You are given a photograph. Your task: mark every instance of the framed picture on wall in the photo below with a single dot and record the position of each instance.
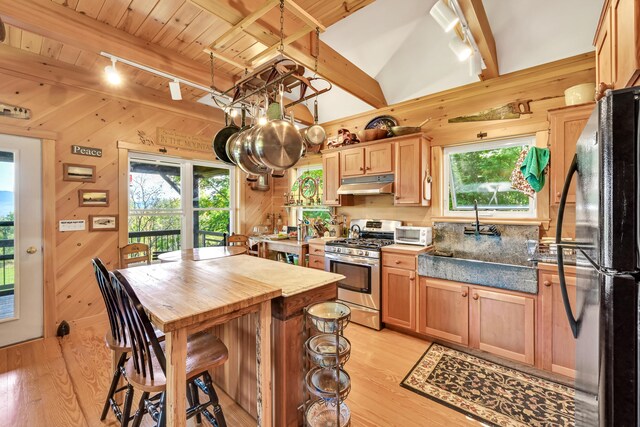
(103, 222)
(87, 198)
(80, 173)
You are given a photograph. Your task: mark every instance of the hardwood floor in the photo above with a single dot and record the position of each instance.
(63, 382)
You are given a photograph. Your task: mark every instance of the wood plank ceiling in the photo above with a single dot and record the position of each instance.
(180, 26)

____________

*Activity*: Write out again every line above exactly as given; the pictures do not belong in the copy.

*Response to this exercise*:
You are given a photograph. Your task: mark every instance of the framed picture on wall in the photo below with a single dot and record the position of each instance.
(103, 222)
(87, 198)
(80, 173)
You are given a photograph. Your task: mark every instance of the hardwood floor in the photo above with a single dot and record the position of each instance.
(63, 382)
You are given a photograph. Your task: mark every instance of the wood plank ceiling in the photo above with a single dot and record the position of each instance.
(180, 26)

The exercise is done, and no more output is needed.